┌──
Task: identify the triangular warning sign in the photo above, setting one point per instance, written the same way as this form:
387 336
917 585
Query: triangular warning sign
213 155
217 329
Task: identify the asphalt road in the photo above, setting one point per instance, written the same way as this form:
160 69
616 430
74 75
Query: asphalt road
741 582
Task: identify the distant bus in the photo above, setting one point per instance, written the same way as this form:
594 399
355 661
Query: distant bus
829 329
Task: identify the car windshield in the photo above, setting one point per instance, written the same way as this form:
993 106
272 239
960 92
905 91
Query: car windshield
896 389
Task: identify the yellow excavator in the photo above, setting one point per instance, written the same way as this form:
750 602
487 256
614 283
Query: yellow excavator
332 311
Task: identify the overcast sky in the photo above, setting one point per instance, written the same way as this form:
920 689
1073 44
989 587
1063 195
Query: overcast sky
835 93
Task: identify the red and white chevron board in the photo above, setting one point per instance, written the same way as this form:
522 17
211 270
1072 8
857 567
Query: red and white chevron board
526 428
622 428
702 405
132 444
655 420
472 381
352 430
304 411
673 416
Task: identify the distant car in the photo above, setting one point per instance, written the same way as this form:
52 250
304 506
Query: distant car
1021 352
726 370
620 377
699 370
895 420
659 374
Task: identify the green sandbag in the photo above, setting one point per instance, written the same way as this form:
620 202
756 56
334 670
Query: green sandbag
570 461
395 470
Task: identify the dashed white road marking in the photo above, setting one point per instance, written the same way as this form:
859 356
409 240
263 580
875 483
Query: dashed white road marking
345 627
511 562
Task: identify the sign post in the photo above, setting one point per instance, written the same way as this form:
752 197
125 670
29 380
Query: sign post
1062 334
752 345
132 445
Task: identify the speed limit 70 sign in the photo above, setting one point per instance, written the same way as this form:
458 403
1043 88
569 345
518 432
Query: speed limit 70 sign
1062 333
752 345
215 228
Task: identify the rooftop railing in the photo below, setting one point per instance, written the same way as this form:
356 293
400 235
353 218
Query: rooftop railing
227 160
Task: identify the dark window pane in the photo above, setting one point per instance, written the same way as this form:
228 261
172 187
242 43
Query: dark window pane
└──
- [Problem to work on] The records above should be restated exactly, line for line.

- [Output below]
Task: identify the triangular warning sign in the photo above, setting one point per instance, written the same way as this form:
387 336
917 585
Query: triangular warning sign
213 155
217 329
Task: identify the asphalt road in the photo above, setting one point per instance, written the same way as this form:
160 69
616 430
74 75
Query: asphalt road
741 582
Task: identify the distant bus in the photo above, setting one point per instance, written the same way as this form:
594 399
355 661
Query: distant bus
829 329
Task: identify the car windshield in the photo above, setting one point per instance, written the same way as this form:
993 106
272 239
960 92
905 91
Query: car windshield
896 389
Task: identify the yellow excavator in the photo above, setting one point per instance, written the same way as this form:
750 602
487 256
614 283
Query: yellow excavator
332 311
Task: identify the overcast sky in the photo above, setting one point per instance, written the same way as this form:
920 689
1073 44
989 587
1063 195
Query: overcast sky
835 93
Task: identify the red and white chevron board in the photo above, setting one point per instance, written the same way as this form:
522 17
211 270
1072 8
857 567
Query: red and white chevron board
526 428
622 428
702 405
132 444
655 420
472 381
352 430
304 411
673 416
Task: identify the distant car in the photo above, setting one point per instance, written the same way as this form:
52 250
304 506
Query: distant car
1021 352
726 370
620 377
699 370
895 420
659 374
Task: identify the green sandbag in the photo above, setting one point per instance, written the same way as this form:
620 202
756 56
334 670
Query: green sandbag
570 461
395 470
Task: identify the dashed white road marking in the photo above, setting one point per instance, written the same way as this form:
859 356
409 240
263 580
875 483
Query: dashed white road marking
345 627
511 562
Task: identify the sign post in the photo above, setting one point per instance, written the same way as this form:
752 197
125 670
29 380
Query: sign post
1062 334
752 345
132 445
Task: identify the speed limit 70 sign in the photo above, setting one point per instance, written the same way as this form:
458 403
1043 88
569 345
518 432
Query: speed limit 70 sign
1062 333
752 345
215 228
Task: identify the rooftop railing in the photo below, setting one point per instance, written the same way as this form:
356 293
400 235
353 218
Query: rooftop railing
227 160
Task: identify the dark window pane in the photo above, setting one point per instance, written the same way as this form:
228 261
172 187
242 43
Query: dark window pane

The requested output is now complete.